● SUPPLIED MATERIAL:
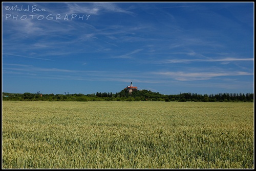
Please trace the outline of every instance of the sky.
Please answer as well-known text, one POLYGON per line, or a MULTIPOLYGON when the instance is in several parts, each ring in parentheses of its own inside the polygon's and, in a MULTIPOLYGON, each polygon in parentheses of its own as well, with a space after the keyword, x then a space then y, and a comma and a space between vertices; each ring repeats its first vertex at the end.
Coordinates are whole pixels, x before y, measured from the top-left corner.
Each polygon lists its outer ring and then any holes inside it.
POLYGON ((254 3, 3 3, 2 92, 254 92, 254 3))

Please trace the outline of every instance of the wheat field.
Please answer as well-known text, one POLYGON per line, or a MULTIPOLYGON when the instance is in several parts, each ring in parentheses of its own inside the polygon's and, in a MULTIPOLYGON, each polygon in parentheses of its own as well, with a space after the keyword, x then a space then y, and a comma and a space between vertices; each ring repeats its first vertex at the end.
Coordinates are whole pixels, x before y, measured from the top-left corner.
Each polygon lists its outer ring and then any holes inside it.
POLYGON ((254 168, 253 103, 3 101, 3 168, 254 168))

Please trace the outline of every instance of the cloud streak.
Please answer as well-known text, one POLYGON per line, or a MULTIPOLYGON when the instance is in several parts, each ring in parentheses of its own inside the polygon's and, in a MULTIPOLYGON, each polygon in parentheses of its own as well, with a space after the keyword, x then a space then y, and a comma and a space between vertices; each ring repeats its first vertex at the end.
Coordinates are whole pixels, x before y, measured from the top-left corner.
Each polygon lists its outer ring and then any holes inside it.
POLYGON ((152 74, 163 76, 166 78, 172 78, 178 81, 195 81, 209 80, 214 77, 224 76, 251 76, 253 74, 244 71, 233 72, 152 72, 152 74))

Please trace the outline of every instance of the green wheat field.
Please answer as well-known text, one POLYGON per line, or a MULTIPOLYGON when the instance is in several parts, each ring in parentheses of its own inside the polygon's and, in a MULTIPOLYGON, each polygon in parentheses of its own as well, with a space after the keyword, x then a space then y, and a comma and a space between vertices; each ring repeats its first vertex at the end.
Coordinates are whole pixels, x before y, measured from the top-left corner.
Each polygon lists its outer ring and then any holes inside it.
POLYGON ((253 103, 3 101, 3 168, 253 168, 253 103))

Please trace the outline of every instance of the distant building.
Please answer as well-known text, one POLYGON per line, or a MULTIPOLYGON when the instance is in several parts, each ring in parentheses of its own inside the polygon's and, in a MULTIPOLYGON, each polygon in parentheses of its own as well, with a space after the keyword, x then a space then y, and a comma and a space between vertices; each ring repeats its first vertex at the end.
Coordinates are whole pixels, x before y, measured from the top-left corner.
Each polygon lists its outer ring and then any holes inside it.
POLYGON ((133 86, 133 82, 132 81, 131 82, 131 85, 127 86, 126 87, 126 88, 125 88, 129 91, 130 93, 131 93, 133 92, 133 91, 134 91, 138 90, 137 87, 135 87, 135 86, 133 86))

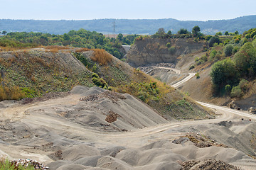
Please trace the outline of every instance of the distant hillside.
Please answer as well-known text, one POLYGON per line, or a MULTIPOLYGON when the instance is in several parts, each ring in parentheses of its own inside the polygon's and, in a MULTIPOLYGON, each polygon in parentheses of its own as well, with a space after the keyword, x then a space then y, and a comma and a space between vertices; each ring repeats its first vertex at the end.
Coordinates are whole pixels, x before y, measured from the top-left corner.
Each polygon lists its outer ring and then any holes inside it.
MULTIPOLYGON (((198 26, 203 33, 215 34, 217 32, 238 30, 242 33, 246 30, 256 28, 256 15, 247 16, 230 20, 208 21, 178 21, 176 19, 116 19, 116 33, 154 34, 159 28, 171 30, 176 33, 180 28, 191 31, 198 26)), ((52 34, 63 34, 70 30, 84 28, 105 34, 113 33, 114 19, 82 21, 37 21, 37 20, 0 20, 0 31, 7 32, 42 32, 52 34)))

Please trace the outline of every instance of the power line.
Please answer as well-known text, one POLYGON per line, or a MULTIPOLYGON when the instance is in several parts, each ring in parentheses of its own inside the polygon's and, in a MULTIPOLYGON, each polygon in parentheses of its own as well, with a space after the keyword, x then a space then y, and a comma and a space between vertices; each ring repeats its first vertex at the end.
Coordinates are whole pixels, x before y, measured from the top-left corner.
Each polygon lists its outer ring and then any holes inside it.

● PROBLEM DESCRIPTION:
Format the listing from the line with "the distant building." up to and including the line with "POLYGON ((133 86, 133" as a two-column CSV headed instruction and outline. Put the instruction wording in one quoted field and its outline answer in the other, with line breaks turned into spaces.

● EXPECTED ANSWER:
instruction,outline
"Please trace the outline of every instance of the distant building. Please answer as well-known text, one POLYGON per line, or a MULTIPOLYGON when the instance is in several parts, each ring in parentheses of its own inside the polygon's and, in a MULTIPOLYGON, each polygon in parentheses of its own as well, with a space after the keyword, x then a space then y, and a comma and a space between vertices; each ring repeats its first vertex at the end. Coordinates are whole pixels, x before y, measured from the top-left corner. Each polygon lists its outer ring and then any holes inside it.","POLYGON ((133 86, 133 82, 132 81, 131 82, 131 85, 127 86, 126 87, 126 88, 125 88, 129 91, 130 93, 131 93, 133 92, 133 91, 134 91, 138 90, 137 87, 135 87, 135 86, 133 86))"